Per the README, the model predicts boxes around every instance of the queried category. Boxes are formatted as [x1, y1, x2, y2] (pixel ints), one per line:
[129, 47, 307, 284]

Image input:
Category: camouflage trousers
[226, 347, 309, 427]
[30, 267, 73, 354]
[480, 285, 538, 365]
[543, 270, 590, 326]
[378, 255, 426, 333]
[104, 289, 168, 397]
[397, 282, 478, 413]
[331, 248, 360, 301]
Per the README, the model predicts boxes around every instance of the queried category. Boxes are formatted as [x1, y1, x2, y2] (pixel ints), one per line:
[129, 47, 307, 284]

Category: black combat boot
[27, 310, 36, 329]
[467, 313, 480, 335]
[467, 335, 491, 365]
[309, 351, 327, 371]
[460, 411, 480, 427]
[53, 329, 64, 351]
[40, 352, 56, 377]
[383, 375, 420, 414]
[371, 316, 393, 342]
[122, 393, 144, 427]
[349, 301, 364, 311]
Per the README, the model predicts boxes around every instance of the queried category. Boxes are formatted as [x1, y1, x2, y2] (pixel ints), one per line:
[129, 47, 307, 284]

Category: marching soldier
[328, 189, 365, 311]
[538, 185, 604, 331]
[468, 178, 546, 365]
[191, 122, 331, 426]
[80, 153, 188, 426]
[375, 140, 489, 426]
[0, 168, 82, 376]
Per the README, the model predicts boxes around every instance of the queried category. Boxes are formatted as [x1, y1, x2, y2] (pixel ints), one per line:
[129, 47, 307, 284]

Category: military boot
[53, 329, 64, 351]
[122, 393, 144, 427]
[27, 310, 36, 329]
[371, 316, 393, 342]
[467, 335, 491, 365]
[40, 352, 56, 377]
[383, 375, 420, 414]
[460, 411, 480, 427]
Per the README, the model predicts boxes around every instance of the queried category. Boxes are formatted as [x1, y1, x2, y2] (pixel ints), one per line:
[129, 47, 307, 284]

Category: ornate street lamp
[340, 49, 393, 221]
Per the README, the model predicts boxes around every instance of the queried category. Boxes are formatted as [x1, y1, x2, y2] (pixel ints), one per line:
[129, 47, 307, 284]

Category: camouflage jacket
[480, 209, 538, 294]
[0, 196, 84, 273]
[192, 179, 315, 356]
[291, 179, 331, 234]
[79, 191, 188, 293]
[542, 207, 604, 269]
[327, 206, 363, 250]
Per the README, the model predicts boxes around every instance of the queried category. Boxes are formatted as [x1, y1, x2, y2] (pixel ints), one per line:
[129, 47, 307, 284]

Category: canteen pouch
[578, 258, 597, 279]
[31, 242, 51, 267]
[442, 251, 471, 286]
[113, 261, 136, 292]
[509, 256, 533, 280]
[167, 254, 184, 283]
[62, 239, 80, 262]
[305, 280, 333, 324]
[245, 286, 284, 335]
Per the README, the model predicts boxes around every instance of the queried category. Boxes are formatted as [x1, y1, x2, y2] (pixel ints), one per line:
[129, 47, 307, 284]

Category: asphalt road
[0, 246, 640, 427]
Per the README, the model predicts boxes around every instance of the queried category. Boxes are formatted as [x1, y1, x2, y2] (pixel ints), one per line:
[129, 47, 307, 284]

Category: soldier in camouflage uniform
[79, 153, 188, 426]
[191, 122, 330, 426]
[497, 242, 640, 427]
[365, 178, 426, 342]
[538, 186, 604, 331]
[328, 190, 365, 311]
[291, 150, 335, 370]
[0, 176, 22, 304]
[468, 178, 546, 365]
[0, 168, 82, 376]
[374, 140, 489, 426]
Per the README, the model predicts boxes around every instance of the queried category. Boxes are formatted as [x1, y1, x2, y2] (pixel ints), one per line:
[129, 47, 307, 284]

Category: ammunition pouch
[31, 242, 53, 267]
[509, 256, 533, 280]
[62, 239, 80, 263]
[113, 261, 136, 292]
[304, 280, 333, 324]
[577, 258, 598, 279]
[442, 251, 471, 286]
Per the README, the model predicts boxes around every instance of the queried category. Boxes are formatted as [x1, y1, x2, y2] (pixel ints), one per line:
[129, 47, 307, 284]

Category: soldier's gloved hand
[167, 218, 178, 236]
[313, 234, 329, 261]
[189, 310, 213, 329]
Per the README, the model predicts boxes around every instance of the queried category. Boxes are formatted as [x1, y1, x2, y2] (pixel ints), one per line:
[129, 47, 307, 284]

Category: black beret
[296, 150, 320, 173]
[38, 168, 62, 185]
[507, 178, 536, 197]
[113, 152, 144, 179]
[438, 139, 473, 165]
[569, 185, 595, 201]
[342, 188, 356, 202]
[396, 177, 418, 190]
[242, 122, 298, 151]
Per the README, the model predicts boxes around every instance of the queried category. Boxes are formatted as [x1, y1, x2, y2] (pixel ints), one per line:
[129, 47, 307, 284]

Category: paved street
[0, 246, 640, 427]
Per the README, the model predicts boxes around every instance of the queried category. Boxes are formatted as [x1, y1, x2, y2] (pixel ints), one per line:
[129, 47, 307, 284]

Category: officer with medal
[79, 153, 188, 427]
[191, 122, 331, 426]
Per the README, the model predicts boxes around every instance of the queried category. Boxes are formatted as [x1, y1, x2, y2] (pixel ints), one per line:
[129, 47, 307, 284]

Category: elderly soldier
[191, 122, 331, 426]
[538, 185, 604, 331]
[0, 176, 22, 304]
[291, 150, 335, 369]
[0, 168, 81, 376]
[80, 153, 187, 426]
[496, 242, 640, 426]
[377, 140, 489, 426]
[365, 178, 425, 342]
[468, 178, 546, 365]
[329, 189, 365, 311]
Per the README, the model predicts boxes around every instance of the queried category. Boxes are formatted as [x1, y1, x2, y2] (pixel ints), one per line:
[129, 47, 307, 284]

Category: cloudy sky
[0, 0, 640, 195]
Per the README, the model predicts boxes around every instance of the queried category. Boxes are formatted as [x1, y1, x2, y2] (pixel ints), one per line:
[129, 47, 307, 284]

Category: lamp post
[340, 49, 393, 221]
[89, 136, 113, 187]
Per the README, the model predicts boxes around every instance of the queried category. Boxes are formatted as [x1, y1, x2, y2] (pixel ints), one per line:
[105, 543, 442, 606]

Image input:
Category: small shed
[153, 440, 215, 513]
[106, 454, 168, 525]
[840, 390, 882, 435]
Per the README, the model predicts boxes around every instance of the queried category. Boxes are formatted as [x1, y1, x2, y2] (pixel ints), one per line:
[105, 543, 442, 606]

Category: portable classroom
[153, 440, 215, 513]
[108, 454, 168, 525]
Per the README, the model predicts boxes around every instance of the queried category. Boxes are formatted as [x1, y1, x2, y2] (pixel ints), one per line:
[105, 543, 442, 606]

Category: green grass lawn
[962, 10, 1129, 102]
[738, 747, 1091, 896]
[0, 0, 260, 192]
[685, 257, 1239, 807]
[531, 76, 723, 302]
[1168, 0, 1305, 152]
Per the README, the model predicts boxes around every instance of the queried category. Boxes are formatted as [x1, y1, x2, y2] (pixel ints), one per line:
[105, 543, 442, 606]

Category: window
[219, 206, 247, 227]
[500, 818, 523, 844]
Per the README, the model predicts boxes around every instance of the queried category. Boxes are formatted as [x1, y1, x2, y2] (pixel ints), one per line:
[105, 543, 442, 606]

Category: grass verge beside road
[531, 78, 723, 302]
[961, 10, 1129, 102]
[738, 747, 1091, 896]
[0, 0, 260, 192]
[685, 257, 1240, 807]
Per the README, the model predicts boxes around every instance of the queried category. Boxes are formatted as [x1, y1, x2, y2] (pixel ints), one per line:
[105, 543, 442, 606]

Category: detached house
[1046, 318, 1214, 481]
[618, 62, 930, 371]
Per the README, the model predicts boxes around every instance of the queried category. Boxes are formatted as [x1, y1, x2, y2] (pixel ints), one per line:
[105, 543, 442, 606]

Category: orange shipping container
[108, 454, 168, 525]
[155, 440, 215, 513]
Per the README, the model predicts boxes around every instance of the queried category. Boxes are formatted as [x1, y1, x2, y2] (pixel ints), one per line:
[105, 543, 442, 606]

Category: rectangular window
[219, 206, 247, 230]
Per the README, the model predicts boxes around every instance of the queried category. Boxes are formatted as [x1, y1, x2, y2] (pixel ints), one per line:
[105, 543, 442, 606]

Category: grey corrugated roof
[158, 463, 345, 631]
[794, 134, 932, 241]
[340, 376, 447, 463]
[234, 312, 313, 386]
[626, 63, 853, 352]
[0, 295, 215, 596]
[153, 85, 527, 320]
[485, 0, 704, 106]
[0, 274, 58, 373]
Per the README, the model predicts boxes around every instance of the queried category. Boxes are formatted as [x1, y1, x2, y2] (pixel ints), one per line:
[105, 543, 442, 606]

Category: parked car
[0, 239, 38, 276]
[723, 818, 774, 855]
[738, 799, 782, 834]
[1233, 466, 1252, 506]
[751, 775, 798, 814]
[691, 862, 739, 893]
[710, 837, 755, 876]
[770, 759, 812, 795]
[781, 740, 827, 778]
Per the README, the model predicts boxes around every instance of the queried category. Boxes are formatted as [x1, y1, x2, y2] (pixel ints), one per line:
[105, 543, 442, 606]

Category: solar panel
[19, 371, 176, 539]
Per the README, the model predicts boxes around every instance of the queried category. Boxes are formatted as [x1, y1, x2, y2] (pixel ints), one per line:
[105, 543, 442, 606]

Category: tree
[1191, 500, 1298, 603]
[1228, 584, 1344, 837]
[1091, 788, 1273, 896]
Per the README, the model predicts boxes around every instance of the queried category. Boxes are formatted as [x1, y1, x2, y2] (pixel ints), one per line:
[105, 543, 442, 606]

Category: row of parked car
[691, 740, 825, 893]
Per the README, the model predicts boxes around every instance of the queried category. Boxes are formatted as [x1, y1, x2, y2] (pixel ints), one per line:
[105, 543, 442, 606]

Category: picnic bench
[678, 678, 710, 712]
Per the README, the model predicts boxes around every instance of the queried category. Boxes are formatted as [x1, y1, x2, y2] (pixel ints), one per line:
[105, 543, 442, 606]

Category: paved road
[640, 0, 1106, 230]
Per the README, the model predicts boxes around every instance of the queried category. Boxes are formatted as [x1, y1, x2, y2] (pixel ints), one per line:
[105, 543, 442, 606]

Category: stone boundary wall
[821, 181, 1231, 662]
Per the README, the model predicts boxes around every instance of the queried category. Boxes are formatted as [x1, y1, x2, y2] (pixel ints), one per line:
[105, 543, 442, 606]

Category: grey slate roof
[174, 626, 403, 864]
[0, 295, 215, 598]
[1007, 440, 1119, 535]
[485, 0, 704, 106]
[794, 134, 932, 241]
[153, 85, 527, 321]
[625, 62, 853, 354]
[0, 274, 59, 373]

* * * * * * * * *

Show each line from the items above that contains the word "road".

Category: asphalt road
Category: grass verge beside road
Category: paved road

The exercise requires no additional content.